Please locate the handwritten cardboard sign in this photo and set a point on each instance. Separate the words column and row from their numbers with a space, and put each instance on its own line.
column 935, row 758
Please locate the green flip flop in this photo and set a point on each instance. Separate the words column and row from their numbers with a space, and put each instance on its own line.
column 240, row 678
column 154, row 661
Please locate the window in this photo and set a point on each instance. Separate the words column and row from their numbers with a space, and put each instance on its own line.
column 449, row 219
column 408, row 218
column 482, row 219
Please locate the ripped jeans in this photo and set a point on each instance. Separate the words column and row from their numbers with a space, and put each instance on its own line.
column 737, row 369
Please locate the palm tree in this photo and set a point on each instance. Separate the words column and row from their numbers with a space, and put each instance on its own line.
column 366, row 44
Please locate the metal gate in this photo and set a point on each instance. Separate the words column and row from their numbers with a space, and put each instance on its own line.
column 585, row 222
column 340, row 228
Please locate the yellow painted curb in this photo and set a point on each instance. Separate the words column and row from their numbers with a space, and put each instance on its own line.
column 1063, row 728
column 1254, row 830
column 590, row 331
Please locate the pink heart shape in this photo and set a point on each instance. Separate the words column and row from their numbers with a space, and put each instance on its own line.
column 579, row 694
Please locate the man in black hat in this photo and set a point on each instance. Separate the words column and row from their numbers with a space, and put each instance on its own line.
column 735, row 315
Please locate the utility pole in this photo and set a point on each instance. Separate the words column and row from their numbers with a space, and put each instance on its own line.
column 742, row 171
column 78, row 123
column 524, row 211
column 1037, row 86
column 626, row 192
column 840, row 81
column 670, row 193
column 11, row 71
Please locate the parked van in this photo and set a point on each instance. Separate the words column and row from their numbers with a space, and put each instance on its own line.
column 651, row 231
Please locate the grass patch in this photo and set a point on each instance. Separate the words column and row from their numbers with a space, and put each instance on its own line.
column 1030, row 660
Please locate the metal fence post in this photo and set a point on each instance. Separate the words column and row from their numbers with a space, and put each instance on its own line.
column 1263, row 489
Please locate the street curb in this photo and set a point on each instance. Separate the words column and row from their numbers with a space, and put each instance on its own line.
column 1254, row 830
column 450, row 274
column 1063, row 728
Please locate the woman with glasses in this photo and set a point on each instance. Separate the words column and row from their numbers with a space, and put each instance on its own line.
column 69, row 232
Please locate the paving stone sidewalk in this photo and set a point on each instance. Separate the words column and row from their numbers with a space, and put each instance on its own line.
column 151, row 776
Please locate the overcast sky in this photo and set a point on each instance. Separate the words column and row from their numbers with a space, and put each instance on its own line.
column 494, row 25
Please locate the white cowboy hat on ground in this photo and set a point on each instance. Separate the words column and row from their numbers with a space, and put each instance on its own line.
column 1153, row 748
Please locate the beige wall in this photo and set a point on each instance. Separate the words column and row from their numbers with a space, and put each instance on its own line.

++++

_Task to carry out:_
Could you format every line of the entries above as a numbered list and drop any blank lines?

_Solution to this exercise:_
1. Please locate the handwritten cardboard sign in this photo and set a point on each instance. Separate the words column and row from their numbers with a space, and put each instance on its own line.
2. column 935, row 758
3. Please locate the green flip flop in this photo and set a point on each instance. Separate the words column and row from their numbers with a space, and put each instance on its own line.
4. column 240, row 678
5. column 154, row 661
6. Please locate the window in this photo and set a point on each instance. Separate the words column and row from their numbers with a space, and put each instance on its own line.
7. column 449, row 219
8. column 408, row 218
9. column 482, row 219
10. Please locate the ripped jeans in this photo and set a point on each instance. Separate the words column and row from their numbers with a space, and put each instance on its own line.
11. column 737, row 369
12. Please locate the palm tree in this photo and set a point on each instance. Separate the words column and row from their numbers with a space, and put each instance on its own line.
13. column 366, row 44
14. Please locate the metal gate in this photo and set a point on each instance. Separate the words column and row from their numbers with a space, and put each instance on its own line.
15. column 585, row 222
16. column 340, row 228
17. Please locate the yellow painted curb in this photo and set a point on each instance. Separate the words column and row from their numbers with a space, and put each instance on its own line.
18. column 1063, row 728
19. column 1254, row 830
20. column 590, row 331
21. Please locate the pink heart shape in this photo and set a point on each instance. Separate the words column and row from their numbers with a space, and put each instance on its own line.
22. column 579, row 694
23. Please locate the man in black hat in this photo and set a point on each instance. Separate the words column and row from their numbers with a space, and put each instance on its own line.
24. column 735, row 315
25. Please locate the utility pole in this photo and set a point on each instance. Separate the words column and row from their numbers with a space, and put each instance on its own line.
26. column 742, row 171
27. column 78, row 123
28. column 524, row 211
29. column 1037, row 86
30. column 626, row 192
31. column 840, row 81
32. column 670, row 193
33. column 11, row 71
34. Please locate the parked van in this photo and set a point on each instance. Separate the words column and row from their numbers with a space, and put each instance on its own line.
35. column 651, row 231
36. Please locate the grass patch in this photo and set a point on each instance. Separate the words column and row from their numbers with a space, and put each instance on its own line.
37. column 1030, row 660
38. Please locate the metal fence post in this photo and set a point on each instance. Separate the words column and row from their numbers with a space, and put each instance on its own line.
39. column 1263, row 489
40. Please locate the street curb in this photo and set a point on each instance. Separate the words column and row from their numbers with a space, and put each instance on its own line.
41. column 1254, row 830
42. column 450, row 274
43. column 1063, row 728
44. Please locate the woman with glasses in this photo and set a point on each instance. Separate the words column and row from their numbers with a space, and put each instance on its own line.
45. column 69, row 232
46. Please locate the paving stone sidewalk in this photo and set a point on each instance. Separate the words column and row from their numbers with a space, and put each instance on its own line.
47. column 151, row 776
48. Please locate the overcast sky in this photo and set a point on each instance. Separate the words column and row from their numbers with a space, and put each instance on its own line.
49. column 494, row 25
50. Please locate the white cowboy hat on ground in this photo and set a point on each instance. Separate the words column and row from their numbers with a space, and put each instance on its own line.
51. column 1153, row 748
52. Please locate the beige wall in this photo and set a point on each instance. Separate the words column and row from their numbers with a space, and put each instance on its own line.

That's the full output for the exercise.